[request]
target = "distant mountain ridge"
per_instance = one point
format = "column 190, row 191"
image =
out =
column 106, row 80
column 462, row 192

---

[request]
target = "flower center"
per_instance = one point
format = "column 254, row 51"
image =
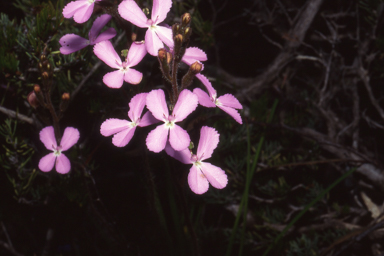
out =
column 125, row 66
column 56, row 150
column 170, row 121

==

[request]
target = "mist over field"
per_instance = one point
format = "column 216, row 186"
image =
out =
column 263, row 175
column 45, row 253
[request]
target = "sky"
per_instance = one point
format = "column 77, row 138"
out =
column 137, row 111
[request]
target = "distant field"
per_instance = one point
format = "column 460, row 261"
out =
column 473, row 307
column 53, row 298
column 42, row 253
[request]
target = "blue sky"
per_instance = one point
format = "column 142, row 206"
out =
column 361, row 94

# THE PROBLEM:
Wherever the word "format" appears in the listing above, copy that line.

# RESPONSE TO THE TASK:
format = "column 190, row 191"
format = "column 254, row 51"
format = "column 216, row 186"
format = "column 77, row 138"
format = "column 460, row 261"
format = "column 142, row 206"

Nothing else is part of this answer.